Job:
Repeat what the lines below say, word for word, and skip every image.
>> START Raw records
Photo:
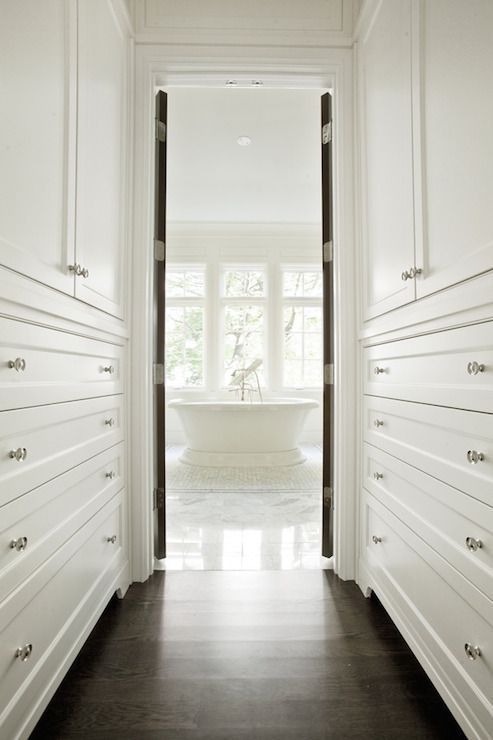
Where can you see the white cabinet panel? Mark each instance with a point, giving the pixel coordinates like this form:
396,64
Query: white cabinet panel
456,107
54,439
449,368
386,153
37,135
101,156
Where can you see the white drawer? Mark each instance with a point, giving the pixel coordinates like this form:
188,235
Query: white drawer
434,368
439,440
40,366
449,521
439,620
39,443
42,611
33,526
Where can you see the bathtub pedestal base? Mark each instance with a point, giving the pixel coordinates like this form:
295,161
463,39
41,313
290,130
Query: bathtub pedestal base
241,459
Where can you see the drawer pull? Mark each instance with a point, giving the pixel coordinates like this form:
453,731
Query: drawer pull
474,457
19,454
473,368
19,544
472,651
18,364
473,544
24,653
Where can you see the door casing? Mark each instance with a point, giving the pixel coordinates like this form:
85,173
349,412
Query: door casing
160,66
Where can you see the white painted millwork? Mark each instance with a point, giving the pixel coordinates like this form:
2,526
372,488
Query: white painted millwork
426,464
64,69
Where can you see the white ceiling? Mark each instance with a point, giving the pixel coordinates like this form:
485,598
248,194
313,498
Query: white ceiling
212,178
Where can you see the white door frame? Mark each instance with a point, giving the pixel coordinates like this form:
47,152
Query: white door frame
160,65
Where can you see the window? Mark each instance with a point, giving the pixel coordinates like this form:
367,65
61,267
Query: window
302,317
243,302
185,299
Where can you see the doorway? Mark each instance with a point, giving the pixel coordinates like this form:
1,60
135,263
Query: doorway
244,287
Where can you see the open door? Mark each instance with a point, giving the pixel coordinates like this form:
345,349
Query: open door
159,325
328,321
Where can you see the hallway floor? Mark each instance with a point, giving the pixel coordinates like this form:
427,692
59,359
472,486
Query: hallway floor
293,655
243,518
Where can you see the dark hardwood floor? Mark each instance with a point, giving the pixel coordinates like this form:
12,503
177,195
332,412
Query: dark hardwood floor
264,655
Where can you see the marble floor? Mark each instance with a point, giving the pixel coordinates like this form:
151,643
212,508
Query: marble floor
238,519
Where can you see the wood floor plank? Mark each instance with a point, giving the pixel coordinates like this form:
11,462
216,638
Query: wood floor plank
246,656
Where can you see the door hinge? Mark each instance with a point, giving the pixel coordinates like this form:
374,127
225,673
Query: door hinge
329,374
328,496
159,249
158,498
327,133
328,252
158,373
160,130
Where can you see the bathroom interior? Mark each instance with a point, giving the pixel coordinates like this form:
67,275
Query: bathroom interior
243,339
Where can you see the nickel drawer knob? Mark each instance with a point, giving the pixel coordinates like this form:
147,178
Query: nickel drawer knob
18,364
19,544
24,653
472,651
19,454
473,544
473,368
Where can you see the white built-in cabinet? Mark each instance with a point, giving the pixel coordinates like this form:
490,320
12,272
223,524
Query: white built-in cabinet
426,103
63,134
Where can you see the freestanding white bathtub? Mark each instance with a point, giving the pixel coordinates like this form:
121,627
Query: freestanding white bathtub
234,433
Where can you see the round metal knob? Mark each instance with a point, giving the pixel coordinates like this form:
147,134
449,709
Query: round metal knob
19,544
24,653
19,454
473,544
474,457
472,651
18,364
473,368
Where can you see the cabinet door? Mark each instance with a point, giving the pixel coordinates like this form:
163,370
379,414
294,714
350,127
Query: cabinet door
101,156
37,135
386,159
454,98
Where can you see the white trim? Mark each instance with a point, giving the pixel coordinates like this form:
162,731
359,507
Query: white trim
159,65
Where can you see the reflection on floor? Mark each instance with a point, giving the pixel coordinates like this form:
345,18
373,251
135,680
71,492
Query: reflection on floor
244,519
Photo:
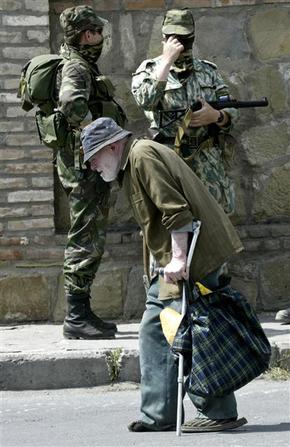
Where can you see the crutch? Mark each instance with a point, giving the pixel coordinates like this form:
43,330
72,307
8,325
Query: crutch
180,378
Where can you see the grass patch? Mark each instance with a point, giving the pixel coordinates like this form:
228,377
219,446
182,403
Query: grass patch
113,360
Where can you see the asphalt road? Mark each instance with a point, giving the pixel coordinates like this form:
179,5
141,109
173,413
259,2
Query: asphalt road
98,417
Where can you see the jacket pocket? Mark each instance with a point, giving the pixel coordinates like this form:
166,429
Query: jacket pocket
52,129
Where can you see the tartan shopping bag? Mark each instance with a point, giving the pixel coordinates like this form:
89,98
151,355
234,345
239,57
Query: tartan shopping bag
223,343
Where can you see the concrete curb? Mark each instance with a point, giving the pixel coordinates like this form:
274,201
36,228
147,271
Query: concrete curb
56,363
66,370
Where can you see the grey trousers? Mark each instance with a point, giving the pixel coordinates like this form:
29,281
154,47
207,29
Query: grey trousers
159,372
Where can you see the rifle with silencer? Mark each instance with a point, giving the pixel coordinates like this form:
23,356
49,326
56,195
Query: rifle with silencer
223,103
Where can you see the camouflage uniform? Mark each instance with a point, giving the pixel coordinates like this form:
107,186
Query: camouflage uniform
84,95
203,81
>> END Raw records
Response to this task:
Photo:
Where can you see the white cabinet panel? Mark each instance with a point, giving the pixel coordinates like this form:
396,64
Query: white cabinet panel
456,107
54,439
449,368
386,153
37,135
101,156
Where can you see the white drawer? Mark each instance with a point, giving the pixel coordinates like this form:
188,235
Query: white drawer
434,368
439,440
40,366
449,521
439,620
39,443
42,611
33,526
Where can you see the bathtub pedestal base? Mark each instance with a point, giving the pixel coordinates like this form:
295,161
463,39
41,313
290,130
Query: bathtub pedestal base
241,459
Where can you see the drawer pull? Mark each instance with a point, giving the pixel coordinates like this form:
453,731
Query: drawer pull
474,457
19,454
473,368
19,544
472,651
18,364
473,544
24,653
Where can you see the door casing? Mark each instance with a point, giving the pixel coordinates like this form:
85,173
349,412
Query: door casing
160,66
Where can you see the white painted millwork? Mark each instance with a point, giving the pixel coordinates like this form:
2,526
372,488
Query: white painted millwork
426,464
64,69
Where can you see the white ceiling? Mark each instance with a point, giving the pixel coordinates like this form:
485,598
248,194
313,498
Query: white ceiling
212,178
Where can you see the white door frame? Mark each instance with a point, giving the pixel coordinates like this form:
47,152
Query: white door frame
160,65
Where can you see the window? Mark each instance with a point, giving the pixel coordinates like this form:
367,65
61,267
Query: window
302,317
243,302
185,299
Where can you see the doorway? Mark each instance with a point, giving the pixel coordinates like this form:
1,60
135,263
Query: doorway
244,287
Where can you see the open door? Mark each instance with a point, giving the pixel coordinates like this form:
345,349
Query: open door
159,325
328,321
Where can you see the hallway floor? Mark each instance with a point, giving the pixel coordinates like this form:
427,692
59,359
472,486
Query: hallway floor
293,655
243,518
Where can you see the dark hardwood floor? Mark each instance with a point, giving the pixel coordinates like this form:
12,503
177,195
332,412
Query: dark hardwood floor
264,655
Where can you see the marble floor? Mark each instance with a point, giving the pixel coordinates like this form:
151,643
212,508
Query: marble floor
238,519
Where can you see the wood floor plank? Mark each instance with a point, giving the pixel coordinates like this form:
11,462
216,638
Query: wood floor plank
246,656
Where can you see the door hinge? Mark each instance with a point, giving the pixel coordinates like this form:
374,127
225,673
Query: door hinge
329,374
328,496
159,249
158,498
327,133
328,252
158,373
160,130
Where can you see the bathroom interior? Mark each instance with a point, giving the pixel coordinates like this form:
67,275
Query: bathroom interior
243,339
Where can you see the nickel drawer knob? Mark each instance with a point, giving the pixel coordinates like this form:
147,178
Query: nickel drawer knob
18,364
19,544
24,653
472,651
19,454
473,544
473,368
Where can you see the white built-in cabinet? Mark each instance with a point, giving the pixel coordinates like this form:
490,320
12,272
223,524
Query: white built-in cabinet
426,103
63,134
Where can you see the freestanding white bathtub? Mark each instance with a point, giving the pixel coordinates like this form:
121,627
Query: freestanding white bathtub
234,433
Where can you see the round metal knob? Mark each instance with a point, giving the pixel coordinates like this form:
147,134
449,709
Query: round metal knob
19,544
24,653
19,454
473,544
474,457
472,651
18,364
473,368
Where can you see the cabinet door? Mark each instance with a point, giving the pixel coordinates like this form:
163,370
379,414
294,714
350,127
Query: cabinet door
101,156
37,135
386,159
454,98
Where can you see the white trim? Mark each instance with a point, giving the pixel coordinates like this form:
162,731
359,507
Query: white trim
159,65
Where can you see the reflection on floor? Mark each instance with a point, giving the pixel coordinates like this form:
345,18
373,251
135,680
71,492
Query: reflection on floor
244,519
Photo:
Where can you see the crutch? Mark each instance with a point, giving the pixel coordinates like this form:
43,330
72,307
8,325
Query: crutch
180,378
Where can you see the grass patch? Mark each instance with a point, giving the pixel coordinates like this form:
228,377
219,446
182,403
Query: grass patch
113,360
Where can you see the asphalt road? Mark each instance with a point, giving the pixel coordinates like this form:
179,5
141,109
173,413
259,2
Query: asphalt road
98,417
Where can you see the jacket pocket? Mark each instance with a point, giving the pixel coordinates like this form:
166,429
Query: jacket pocket
52,129
Where can you see the tartan shopping bag? Mark each instance with a point, giving the pixel coordinates like this form:
89,98
151,355
234,345
239,57
Query: tartan shopping bag
223,343
Where can you see the concrete curb? Mark each instance with a point, giving the pixel coordinates like this form:
274,201
36,228
147,271
Query: concrete curb
56,363
66,370
Where can you see the grey trousers? Mark each instance with a point, giving the pixel coordinates like this form:
29,281
154,47
207,29
Query: grey trousers
159,372
Where can you see the rifle with silencer? Mark each instance with a point, giving the pixel coordinates like this form:
23,356
49,326
56,195
Query: rifle with silencer
223,103
Where can you see the camouflage uniform? Mark each instance with a point, giving the pixel coordinates like this form:
107,186
Query: camouflage uniform
84,95
203,81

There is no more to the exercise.